> WHAT TO PRODUCE
Count the lines in the data below that contain the word "bathroom". Reply with the number only.

── MATERIAL

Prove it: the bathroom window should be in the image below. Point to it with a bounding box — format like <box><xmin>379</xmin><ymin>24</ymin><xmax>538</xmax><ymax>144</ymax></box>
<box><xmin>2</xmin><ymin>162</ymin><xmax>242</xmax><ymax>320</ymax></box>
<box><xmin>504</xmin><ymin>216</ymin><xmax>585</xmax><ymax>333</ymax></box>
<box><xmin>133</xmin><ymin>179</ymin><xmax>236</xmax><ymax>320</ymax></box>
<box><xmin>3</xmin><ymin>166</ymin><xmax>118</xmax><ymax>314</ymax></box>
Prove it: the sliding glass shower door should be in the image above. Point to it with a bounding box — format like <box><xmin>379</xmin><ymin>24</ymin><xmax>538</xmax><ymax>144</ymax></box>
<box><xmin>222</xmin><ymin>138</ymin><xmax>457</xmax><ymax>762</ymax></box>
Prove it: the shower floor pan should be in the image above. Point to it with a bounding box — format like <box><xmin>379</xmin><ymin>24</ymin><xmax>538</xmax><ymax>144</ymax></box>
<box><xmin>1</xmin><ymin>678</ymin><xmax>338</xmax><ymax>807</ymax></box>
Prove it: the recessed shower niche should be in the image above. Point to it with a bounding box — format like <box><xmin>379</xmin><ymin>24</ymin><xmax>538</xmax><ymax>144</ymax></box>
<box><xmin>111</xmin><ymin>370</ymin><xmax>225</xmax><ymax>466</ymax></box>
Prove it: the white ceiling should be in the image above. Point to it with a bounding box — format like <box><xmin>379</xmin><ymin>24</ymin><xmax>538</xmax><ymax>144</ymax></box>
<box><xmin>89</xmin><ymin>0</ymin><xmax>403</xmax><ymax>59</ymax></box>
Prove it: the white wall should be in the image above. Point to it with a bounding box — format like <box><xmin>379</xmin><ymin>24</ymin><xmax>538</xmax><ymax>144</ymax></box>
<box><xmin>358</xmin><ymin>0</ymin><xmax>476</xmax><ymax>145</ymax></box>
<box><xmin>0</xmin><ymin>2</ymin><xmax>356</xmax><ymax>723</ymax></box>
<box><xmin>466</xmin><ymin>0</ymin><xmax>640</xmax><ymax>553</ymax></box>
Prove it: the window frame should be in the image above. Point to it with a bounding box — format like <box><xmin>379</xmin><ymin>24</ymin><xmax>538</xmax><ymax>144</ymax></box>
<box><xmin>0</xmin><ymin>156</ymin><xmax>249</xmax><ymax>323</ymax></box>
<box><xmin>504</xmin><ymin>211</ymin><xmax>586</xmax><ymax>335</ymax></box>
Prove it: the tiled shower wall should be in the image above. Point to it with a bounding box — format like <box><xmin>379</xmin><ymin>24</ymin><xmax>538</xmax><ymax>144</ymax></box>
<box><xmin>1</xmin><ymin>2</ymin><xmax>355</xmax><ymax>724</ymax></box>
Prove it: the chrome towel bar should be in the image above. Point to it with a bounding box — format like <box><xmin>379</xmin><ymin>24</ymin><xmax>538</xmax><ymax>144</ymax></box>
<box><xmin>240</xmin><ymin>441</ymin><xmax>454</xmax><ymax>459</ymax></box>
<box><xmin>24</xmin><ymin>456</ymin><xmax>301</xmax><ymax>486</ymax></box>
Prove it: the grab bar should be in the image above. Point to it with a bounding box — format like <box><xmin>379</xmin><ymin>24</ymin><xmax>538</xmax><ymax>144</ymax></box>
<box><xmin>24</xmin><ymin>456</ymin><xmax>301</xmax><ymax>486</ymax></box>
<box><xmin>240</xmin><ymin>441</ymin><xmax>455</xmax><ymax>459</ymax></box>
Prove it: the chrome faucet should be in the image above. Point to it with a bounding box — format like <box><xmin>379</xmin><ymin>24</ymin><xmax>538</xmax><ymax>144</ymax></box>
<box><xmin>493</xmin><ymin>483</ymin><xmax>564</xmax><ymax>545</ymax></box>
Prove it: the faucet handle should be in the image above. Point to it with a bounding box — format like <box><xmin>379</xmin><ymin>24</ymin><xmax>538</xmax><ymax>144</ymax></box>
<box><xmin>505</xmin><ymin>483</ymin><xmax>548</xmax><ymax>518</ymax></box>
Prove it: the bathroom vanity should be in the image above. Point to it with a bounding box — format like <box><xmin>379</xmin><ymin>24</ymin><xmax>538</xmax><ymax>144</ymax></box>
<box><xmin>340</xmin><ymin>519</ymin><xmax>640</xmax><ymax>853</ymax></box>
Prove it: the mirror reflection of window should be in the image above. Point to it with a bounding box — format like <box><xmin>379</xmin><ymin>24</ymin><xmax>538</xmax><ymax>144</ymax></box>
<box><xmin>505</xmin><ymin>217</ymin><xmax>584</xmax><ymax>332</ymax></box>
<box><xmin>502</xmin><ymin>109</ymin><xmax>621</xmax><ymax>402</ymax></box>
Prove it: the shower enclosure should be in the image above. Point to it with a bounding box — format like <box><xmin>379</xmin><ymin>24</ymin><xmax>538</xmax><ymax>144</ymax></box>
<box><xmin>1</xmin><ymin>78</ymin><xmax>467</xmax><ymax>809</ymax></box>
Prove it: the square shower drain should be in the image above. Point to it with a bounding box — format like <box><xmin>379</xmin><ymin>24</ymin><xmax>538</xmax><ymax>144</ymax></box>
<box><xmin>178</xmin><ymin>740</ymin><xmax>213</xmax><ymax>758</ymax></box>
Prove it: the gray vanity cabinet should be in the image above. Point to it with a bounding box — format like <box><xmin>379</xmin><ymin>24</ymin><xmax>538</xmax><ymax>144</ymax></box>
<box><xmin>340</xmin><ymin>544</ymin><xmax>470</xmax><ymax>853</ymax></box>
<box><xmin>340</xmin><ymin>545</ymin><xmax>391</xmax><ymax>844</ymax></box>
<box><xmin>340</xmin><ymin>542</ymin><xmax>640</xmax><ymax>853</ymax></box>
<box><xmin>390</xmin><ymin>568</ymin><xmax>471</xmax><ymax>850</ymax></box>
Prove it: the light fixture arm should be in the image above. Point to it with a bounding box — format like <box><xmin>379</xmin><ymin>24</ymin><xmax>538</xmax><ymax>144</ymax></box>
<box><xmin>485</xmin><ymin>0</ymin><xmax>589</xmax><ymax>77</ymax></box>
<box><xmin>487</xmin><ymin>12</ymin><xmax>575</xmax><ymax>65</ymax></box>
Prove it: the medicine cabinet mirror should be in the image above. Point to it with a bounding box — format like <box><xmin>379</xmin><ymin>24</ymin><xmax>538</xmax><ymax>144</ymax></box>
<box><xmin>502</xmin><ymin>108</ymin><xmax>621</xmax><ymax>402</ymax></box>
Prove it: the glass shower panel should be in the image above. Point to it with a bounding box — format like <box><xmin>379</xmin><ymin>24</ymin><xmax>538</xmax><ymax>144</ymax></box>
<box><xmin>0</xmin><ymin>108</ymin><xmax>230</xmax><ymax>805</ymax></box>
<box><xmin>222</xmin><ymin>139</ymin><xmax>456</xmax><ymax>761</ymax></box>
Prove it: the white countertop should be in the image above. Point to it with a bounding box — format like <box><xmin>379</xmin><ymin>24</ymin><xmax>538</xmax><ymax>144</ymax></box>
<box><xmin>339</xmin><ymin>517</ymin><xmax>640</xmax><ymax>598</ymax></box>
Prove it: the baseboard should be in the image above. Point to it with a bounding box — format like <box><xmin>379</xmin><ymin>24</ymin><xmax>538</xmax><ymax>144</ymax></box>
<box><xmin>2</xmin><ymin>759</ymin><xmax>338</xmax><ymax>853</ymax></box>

────

> ANSWER TO THIS PROBLEM
2